Task to carry out:
Starting at the line that holds "negative clicks: (609, 386)" and stopping at the line that holds "391L680 456L684 505L701", restate the records below word for word, with both of those lines included.

Input data:

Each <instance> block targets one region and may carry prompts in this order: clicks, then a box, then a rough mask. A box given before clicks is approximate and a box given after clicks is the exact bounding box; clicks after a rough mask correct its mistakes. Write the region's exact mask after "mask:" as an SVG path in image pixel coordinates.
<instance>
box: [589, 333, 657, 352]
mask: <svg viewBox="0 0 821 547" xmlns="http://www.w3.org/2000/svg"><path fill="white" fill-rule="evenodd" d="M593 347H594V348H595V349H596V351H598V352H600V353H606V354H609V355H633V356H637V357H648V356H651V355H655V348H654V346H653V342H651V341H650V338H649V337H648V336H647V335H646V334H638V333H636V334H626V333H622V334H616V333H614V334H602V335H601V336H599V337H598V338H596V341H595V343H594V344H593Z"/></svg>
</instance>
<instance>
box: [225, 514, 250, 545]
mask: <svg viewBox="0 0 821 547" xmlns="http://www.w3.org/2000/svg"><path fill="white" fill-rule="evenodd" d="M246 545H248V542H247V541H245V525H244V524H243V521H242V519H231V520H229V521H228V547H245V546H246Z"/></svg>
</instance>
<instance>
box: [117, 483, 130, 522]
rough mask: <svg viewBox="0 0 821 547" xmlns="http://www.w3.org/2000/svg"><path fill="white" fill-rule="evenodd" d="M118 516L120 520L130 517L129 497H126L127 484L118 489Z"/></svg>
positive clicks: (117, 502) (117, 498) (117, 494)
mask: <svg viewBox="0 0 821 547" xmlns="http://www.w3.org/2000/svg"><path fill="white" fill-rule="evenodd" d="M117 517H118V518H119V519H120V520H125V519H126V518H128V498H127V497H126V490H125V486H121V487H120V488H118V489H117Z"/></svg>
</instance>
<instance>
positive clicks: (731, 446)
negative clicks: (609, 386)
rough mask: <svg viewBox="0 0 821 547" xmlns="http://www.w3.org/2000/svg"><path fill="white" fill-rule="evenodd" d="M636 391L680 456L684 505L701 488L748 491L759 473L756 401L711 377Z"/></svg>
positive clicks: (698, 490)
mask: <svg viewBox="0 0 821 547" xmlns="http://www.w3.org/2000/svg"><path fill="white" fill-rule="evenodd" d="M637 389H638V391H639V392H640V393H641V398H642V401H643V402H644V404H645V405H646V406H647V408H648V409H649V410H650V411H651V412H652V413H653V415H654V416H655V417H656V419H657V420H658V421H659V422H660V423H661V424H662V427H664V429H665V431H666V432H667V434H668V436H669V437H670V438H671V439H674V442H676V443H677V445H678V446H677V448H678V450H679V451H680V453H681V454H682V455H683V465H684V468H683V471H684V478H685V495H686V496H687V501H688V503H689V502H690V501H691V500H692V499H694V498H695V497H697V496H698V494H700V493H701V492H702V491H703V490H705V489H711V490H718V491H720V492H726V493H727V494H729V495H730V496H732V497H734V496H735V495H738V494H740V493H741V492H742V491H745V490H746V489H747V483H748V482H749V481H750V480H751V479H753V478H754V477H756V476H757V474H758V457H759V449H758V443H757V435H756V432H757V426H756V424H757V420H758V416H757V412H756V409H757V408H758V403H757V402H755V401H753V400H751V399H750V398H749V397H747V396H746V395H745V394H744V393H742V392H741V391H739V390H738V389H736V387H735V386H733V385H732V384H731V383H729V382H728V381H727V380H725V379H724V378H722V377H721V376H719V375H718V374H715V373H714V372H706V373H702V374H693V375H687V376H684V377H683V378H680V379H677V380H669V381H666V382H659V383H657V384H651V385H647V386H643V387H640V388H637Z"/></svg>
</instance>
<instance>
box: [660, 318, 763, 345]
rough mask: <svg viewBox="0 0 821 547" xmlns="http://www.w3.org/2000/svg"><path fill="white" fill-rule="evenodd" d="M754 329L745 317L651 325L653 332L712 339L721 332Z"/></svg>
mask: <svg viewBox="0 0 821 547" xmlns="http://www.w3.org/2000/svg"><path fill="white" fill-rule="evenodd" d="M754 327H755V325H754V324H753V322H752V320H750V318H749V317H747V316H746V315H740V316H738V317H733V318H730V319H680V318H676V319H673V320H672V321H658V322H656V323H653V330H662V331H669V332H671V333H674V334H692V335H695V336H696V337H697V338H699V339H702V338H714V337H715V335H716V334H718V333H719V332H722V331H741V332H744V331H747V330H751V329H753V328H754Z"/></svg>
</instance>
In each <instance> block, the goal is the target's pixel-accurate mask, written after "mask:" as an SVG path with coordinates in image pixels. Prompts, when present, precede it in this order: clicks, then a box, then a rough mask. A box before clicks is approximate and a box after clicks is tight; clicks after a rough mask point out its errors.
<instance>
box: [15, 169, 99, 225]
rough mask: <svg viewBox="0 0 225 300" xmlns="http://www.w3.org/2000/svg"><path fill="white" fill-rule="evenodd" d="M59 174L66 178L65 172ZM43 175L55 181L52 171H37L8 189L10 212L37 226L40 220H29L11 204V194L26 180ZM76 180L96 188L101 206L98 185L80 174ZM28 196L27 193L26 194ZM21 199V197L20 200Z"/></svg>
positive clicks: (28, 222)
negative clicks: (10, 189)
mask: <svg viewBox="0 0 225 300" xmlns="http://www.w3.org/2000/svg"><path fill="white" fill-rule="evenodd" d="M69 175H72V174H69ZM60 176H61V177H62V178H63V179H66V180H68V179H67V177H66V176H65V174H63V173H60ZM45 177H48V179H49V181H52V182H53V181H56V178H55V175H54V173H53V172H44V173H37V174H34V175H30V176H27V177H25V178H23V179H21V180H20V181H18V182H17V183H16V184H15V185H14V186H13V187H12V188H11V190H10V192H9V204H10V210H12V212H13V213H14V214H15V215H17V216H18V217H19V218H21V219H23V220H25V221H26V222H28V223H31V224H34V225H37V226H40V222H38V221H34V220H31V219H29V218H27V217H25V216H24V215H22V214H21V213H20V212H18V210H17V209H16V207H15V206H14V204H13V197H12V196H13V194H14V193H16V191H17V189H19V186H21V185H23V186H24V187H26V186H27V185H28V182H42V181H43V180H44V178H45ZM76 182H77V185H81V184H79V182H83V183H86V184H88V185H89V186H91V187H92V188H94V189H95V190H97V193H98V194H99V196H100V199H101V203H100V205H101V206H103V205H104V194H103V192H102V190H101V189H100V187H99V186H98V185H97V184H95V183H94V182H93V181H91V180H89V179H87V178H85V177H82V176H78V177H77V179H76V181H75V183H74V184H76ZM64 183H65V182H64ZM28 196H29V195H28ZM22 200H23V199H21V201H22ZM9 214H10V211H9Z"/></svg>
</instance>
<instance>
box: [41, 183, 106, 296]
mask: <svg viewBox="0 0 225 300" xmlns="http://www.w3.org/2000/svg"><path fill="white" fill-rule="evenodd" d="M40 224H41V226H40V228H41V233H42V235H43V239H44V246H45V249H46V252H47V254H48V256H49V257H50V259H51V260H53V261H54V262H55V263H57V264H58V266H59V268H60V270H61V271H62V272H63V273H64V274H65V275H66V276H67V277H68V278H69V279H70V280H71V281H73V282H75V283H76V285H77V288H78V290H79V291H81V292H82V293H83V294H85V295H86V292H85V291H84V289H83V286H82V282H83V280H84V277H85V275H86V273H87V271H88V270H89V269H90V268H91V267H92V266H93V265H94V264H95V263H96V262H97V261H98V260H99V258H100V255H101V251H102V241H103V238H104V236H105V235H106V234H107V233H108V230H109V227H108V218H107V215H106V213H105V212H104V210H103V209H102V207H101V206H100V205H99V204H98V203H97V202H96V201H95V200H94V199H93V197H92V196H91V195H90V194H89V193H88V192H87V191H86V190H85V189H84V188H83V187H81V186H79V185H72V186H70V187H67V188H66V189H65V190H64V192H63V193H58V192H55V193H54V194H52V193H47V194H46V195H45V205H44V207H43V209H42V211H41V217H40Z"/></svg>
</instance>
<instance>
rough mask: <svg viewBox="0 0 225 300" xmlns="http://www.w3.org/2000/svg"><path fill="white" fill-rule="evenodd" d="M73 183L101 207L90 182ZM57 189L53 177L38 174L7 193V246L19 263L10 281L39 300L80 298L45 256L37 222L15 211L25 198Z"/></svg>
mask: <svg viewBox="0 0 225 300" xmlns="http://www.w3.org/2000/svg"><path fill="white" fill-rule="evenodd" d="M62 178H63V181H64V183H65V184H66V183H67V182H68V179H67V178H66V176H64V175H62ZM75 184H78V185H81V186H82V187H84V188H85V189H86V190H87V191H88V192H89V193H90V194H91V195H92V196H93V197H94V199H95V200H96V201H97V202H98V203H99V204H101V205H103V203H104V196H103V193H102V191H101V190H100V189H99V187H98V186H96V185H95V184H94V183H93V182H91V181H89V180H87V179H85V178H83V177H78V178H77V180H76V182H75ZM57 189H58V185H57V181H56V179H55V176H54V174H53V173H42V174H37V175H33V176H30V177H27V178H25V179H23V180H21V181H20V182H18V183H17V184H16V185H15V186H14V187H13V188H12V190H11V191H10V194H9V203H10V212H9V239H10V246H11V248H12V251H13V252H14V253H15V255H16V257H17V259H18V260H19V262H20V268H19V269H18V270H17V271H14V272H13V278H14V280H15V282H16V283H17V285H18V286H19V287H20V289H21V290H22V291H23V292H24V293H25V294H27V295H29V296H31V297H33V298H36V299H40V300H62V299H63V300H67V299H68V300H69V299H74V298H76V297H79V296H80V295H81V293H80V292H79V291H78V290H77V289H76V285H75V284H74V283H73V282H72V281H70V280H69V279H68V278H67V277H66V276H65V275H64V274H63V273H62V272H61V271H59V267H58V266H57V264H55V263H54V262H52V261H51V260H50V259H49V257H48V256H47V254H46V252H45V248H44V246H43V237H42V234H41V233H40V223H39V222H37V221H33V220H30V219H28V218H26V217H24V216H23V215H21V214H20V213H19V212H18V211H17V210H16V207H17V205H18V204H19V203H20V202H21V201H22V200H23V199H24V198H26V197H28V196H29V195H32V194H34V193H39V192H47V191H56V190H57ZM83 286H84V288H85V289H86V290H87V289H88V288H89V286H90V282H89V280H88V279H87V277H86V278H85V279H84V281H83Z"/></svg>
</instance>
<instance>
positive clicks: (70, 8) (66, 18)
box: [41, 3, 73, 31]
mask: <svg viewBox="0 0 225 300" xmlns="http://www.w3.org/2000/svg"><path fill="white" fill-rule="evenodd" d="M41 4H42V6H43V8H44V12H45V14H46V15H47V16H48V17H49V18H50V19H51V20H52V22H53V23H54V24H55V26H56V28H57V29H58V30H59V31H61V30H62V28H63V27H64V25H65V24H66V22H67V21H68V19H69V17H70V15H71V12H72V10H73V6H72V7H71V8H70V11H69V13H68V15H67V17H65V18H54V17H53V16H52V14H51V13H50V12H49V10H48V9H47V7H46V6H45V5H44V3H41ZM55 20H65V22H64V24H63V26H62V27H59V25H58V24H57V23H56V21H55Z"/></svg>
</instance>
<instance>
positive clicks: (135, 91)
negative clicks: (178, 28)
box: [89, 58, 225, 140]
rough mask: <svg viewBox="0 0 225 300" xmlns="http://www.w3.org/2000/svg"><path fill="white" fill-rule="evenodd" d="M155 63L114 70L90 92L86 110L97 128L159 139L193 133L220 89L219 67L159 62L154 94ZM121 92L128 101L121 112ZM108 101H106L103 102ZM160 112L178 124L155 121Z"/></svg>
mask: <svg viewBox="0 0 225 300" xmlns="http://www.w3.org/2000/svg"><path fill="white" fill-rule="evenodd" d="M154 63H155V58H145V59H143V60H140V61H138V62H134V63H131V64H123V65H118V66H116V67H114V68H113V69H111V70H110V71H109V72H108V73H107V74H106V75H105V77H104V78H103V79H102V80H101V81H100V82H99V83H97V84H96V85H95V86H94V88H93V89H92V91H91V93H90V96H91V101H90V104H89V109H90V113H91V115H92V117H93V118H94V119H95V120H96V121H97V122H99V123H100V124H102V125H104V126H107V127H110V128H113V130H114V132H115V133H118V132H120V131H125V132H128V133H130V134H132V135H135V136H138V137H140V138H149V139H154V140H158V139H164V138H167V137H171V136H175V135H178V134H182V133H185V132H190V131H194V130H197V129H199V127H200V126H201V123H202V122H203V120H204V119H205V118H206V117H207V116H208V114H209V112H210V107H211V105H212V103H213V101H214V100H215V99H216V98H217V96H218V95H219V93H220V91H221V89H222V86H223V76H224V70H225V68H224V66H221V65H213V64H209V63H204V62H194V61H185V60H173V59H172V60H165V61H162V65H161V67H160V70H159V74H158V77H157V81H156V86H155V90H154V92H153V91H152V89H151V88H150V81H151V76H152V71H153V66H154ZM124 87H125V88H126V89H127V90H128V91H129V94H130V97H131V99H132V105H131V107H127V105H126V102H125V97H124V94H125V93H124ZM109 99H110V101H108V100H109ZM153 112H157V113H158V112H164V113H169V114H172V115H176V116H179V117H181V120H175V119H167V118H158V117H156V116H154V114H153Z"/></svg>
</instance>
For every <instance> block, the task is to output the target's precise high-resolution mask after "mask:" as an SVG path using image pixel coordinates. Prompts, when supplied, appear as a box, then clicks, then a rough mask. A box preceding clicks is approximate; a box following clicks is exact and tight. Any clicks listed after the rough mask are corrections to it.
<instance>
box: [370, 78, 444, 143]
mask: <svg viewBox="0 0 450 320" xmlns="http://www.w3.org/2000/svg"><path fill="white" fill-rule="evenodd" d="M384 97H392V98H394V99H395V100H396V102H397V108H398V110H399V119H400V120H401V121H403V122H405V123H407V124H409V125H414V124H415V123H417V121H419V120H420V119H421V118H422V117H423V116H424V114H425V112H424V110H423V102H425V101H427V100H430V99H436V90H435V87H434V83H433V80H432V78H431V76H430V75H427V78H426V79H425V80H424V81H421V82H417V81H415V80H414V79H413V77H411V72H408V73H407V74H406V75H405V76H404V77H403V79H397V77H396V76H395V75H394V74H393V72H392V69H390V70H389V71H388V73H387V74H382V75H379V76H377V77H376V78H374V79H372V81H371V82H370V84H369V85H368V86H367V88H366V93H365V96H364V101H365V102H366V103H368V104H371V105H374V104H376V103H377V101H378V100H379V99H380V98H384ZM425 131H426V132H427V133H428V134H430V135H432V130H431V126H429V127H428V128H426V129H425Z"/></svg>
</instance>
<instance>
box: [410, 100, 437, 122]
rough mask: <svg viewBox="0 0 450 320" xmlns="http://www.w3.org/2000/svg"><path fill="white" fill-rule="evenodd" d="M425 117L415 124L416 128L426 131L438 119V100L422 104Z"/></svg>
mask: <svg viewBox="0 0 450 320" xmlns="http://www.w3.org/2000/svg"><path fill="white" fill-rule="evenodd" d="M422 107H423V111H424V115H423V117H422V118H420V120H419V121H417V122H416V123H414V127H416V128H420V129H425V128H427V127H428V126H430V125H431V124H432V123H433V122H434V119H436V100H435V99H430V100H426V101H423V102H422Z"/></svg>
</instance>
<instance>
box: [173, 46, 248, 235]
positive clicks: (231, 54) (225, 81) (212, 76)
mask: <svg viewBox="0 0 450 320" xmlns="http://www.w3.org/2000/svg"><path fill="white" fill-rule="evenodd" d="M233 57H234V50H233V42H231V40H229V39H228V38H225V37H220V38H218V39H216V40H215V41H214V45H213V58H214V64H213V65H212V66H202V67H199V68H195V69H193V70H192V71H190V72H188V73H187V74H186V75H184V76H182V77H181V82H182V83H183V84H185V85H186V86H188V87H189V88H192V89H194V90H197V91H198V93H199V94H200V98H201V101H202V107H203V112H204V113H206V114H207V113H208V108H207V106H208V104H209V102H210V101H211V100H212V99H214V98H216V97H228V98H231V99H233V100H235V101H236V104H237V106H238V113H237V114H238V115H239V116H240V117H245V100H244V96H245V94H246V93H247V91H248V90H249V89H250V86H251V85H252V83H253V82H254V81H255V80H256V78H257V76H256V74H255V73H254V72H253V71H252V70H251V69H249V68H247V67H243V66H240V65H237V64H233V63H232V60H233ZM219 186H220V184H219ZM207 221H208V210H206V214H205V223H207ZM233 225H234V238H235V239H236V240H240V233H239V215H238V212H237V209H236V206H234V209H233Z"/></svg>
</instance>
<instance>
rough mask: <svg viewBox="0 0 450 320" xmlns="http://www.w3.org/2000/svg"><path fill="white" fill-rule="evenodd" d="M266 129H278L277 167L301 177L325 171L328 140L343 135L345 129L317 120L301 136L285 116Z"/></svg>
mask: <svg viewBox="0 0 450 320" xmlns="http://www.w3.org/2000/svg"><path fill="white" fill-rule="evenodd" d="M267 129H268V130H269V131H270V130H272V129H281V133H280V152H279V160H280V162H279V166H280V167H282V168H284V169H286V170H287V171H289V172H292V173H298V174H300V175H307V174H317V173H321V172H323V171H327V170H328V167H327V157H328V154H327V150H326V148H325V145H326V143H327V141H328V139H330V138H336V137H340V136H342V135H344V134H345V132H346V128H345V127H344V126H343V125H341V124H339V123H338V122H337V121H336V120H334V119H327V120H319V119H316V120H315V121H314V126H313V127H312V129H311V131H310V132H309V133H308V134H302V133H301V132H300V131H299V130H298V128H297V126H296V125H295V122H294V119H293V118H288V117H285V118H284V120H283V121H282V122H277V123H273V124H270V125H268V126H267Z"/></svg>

Result of the task:
negative clicks: (609, 386)
rough mask: <svg viewBox="0 0 821 547" xmlns="http://www.w3.org/2000/svg"><path fill="white" fill-rule="evenodd" d="M636 391L680 456L684 505L701 488L748 491L759 473L756 401L711 377Z"/></svg>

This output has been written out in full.